▶ _Goal of the exercise_: Identify every line below that contains the word "crumb" and copy each such line in full.

▶ _Source records_:
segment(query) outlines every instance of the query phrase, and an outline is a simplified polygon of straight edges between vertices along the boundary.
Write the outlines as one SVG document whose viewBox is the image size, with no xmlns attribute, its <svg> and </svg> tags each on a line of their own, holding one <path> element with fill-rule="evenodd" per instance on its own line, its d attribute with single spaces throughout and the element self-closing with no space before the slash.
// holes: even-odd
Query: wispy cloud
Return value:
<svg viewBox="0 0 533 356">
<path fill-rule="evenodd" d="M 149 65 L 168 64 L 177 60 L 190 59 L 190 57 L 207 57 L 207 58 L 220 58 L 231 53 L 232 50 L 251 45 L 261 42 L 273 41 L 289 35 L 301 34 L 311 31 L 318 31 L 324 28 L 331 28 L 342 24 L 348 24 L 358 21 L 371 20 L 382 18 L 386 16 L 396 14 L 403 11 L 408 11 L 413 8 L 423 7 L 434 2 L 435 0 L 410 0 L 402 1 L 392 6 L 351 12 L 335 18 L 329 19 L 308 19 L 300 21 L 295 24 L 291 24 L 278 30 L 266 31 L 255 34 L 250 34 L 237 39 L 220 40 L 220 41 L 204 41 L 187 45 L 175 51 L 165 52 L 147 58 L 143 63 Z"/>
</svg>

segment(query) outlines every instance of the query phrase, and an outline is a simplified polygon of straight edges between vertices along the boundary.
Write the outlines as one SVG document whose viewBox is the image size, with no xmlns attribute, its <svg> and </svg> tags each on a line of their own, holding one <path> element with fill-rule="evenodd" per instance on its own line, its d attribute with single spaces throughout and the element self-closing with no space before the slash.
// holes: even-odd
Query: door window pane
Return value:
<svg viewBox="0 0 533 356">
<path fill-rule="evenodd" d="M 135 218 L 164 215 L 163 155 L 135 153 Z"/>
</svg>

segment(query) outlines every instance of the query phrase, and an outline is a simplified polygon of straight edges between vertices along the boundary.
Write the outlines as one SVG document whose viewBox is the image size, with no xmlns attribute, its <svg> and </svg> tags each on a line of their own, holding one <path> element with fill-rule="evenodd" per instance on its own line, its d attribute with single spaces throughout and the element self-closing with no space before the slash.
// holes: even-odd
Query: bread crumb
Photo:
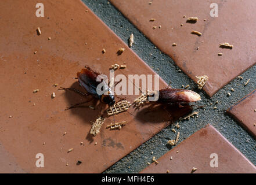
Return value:
<svg viewBox="0 0 256 185">
<path fill-rule="evenodd" d="M 199 20 L 197 17 L 189 17 L 187 19 L 186 22 L 190 23 L 196 23 Z"/>
<path fill-rule="evenodd" d="M 69 149 L 68 150 L 67 150 L 67 153 L 69 153 L 69 152 L 73 150 L 74 150 L 73 148 L 71 148 L 71 149 Z"/>
<path fill-rule="evenodd" d="M 229 43 L 228 43 L 228 42 L 225 42 L 222 44 L 219 44 L 219 47 L 222 48 L 228 48 L 228 49 L 232 49 L 233 46 L 233 45 L 229 45 Z"/>
<path fill-rule="evenodd" d="M 118 54 L 118 55 L 121 54 L 122 53 L 122 52 L 124 51 L 125 50 L 125 48 L 124 48 L 124 47 L 120 47 L 120 48 L 118 49 L 118 50 L 117 51 L 117 54 Z"/>
<path fill-rule="evenodd" d="M 111 65 L 111 68 L 110 69 L 114 69 L 114 70 L 117 70 L 117 69 L 119 68 L 120 66 L 118 64 L 115 64 L 114 65 Z"/>
<path fill-rule="evenodd" d="M 196 77 L 199 79 L 197 83 L 199 89 L 202 89 L 202 88 L 205 84 L 206 82 L 209 79 L 209 77 L 206 75 L 196 76 Z"/>
<path fill-rule="evenodd" d="M 100 132 L 99 130 L 105 121 L 105 118 L 100 116 L 96 120 L 92 123 L 92 128 L 90 131 L 90 134 L 94 136 L 96 136 Z"/>
<path fill-rule="evenodd" d="M 247 84 L 248 84 L 248 83 L 249 83 L 249 82 L 250 82 L 250 80 L 251 79 L 248 79 L 248 80 L 246 82 L 246 83 L 244 84 L 244 86 L 246 86 Z"/>
<path fill-rule="evenodd" d="M 37 28 L 37 34 L 38 35 L 40 35 L 41 34 L 42 34 L 42 32 L 41 31 L 41 29 L 40 29 L 39 27 Z"/>
<path fill-rule="evenodd" d="M 202 33 L 201 33 L 201 32 L 199 32 L 199 31 L 194 31 L 194 30 L 193 30 L 193 31 L 191 32 L 191 34 L 194 34 L 194 35 L 197 35 L 199 36 L 200 36 L 201 35 L 202 35 Z"/>
<path fill-rule="evenodd" d="M 171 146 L 174 146 L 175 145 L 175 140 L 174 139 L 169 140 L 167 143 Z"/>
<path fill-rule="evenodd" d="M 132 47 L 134 43 L 134 36 L 133 34 L 131 34 L 130 35 L 130 38 L 129 39 L 129 47 Z"/>
<path fill-rule="evenodd" d="M 37 92 L 39 91 L 39 89 L 35 89 L 33 91 L 34 93 Z"/>
<path fill-rule="evenodd" d="M 107 109 L 107 115 L 116 114 L 120 112 L 126 111 L 131 105 L 131 102 L 126 100 L 120 101 Z"/>
<path fill-rule="evenodd" d="M 192 169 L 191 170 L 191 173 L 194 173 L 195 171 L 196 171 L 197 169 L 197 168 L 193 167 Z"/>
</svg>

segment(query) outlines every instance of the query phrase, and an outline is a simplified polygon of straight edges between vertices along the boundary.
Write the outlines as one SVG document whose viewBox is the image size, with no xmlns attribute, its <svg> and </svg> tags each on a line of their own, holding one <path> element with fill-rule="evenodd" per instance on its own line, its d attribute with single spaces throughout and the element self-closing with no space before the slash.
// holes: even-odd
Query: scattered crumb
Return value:
<svg viewBox="0 0 256 185">
<path fill-rule="evenodd" d="M 228 48 L 230 49 L 232 49 L 233 46 L 233 45 L 229 45 L 229 43 L 228 43 L 228 42 L 225 42 L 222 44 L 219 44 L 219 47 L 222 48 Z"/>
<path fill-rule="evenodd" d="M 248 80 L 246 82 L 246 83 L 244 84 L 244 86 L 246 86 L 247 84 L 248 84 L 248 83 L 249 83 L 249 82 L 250 82 L 250 80 L 251 79 L 248 79 Z"/>
<path fill-rule="evenodd" d="M 34 93 L 37 92 L 39 91 L 39 89 L 35 89 L 33 91 Z"/>
<path fill-rule="evenodd" d="M 126 100 L 120 101 L 107 109 L 107 115 L 116 114 L 120 112 L 126 111 L 131 105 L 131 102 Z"/>
<path fill-rule="evenodd" d="M 201 35 L 202 35 L 202 33 L 201 33 L 201 32 L 199 32 L 199 31 L 194 31 L 194 30 L 193 30 L 192 32 L 191 32 L 191 34 L 194 34 L 194 35 L 197 35 L 198 36 L 201 36 Z"/>
<path fill-rule="evenodd" d="M 67 153 L 69 153 L 69 152 L 73 150 L 74 150 L 73 148 L 71 148 L 71 149 L 69 149 L 68 150 L 67 150 Z"/>
<path fill-rule="evenodd" d="M 55 93 L 52 92 L 52 98 L 55 98 L 55 97 L 56 97 Z"/>
<path fill-rule="evenodd" d="M 125 48 L 124 48 L 124 47 L 120 47 L 120 48 L 118 49 L 118 50 L 117 51 L 117 54 L 118 54 L 118 55 L 121 54 L 122 53 L 122 52 L 124 51 L 125 50 Z"/>
<path fill-rule="evenodd" d="M 130 38 L 129 39 L 129 47 L 132 47 L 134 43 L 134 36 L 133 34 L 131 34 L 130 35 Z"/>
<path fill-rule="evenodd" d="M 175 145 L 175 140 L 174 139 L 169 140 L 167 142 L 167 143 L 168 143 L 171 146 L 174 146 Z"/>
<path fill-rule="evenodd" d="M 176 139 L 175 139 L 175 145 L 178 143 L 178 141 L 179 140 L 179 132 L 178 132 L 177 136 L 176 136 Z"/>
<path fill-rule="evenodd" d="M 111 65 L 111 68 L 110 69 L 114 69 L 114 70 L 116 70 L 116 69 L 118 69 L 120 66 L 118 64 L 115 64 L 114 65 Z"/>
<path fill-rule="evenodd" d="M 99 132 L 100 127 L 102 127 L 104 121 L 105 121 L 105 118 L 100 116 L 95 120 L 95 121 L 94 121 L 92 123 L 92 126 L 90 131 L 90 134 L 92 134 L 94 136 L 96 136 Z"/>
<path fill-rule="evenodd" d="M 38 35 L 40 35 L 41 34 L 42 34 L 42 32 L 41 31 L 39 27 L 37 28 L 37 34 Z"/>
<path fill-rule="evenodd" d="M 126 68 L 126 65 L 121 65 L 120 68 L 120 69 L 122 69 L 125 68 Z"/>
<path fill-rule="evenodd" d="M 206 82 L 209 79 L 209 77 L 206 75 L 196 76 L 196 77 L 199 79 L 197 83 L 199 89 L 202 89 L 202 88 L 205 84 Z"/>
<path fill-rule="evenodd" d="M 196 171 L 197 169 L 197 168 L 193 167 L 192 169 L 191 170 L 191 173 L 194 173 L 195 171 Z"/>
<path fill-rule="evenodd" d="M 196 23 L 199 20 L 197 17 L 189 17 L 187 19 L 186 22 L 190 23 Z"/>
<path fill-rule="evenodd" d="M 107 125 L 106 128 L 110 128 L 110 130 L 118 128 L 120 130 L 122 128 L 122 126 L 124 126 L 125 125 L 125 123 L 127 123 L 127 121 L 121 121 L 117 123 L 111 123 L 110 125 Z"/>
</svg>

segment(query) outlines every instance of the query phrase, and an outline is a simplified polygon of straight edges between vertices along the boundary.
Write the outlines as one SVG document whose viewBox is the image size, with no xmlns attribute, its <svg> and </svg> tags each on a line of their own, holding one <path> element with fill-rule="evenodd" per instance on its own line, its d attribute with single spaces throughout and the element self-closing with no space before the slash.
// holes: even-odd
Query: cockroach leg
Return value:
<svg viewBox="0 0 256 185">
<path fill-rule="evenodd" d="M 89 100 L 88 100 L 88 101 L 84 101 L 84 102 L 80 102 L 80 103 L 75 104 L 73 106 L 70 106 L 69 108 L 67 108 L 65 109 L 65 110 L 68 110 L 68 109 L 73 109 L 73 108 L 79 108 L 80 107 L 79 105 L 84 104 L 84 103 L 85 103 L 89 102 L 91 102 L 93 99 L 93 97 L 92 97 L 92 98 L 91 98 Z"/>
<path fill-rule="evenodd" d="M 83 92 L 81 92 L 80 91 L 79 91 L 78 90 L 74 88 L 66 88 L 66 87 L 60 87 L 59 89 L 59 90 L 68 90 L 72 91 L 74 91 L 75 92 L 78 93 L 84 97 L 88 97 L 88 95 L 89 95 L 89 94 L 87 94 L 87 93 L 84 93 Z"/>
</svg>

▶ _Answer to the task_:
Query: bread crumb
Query: scattered crumb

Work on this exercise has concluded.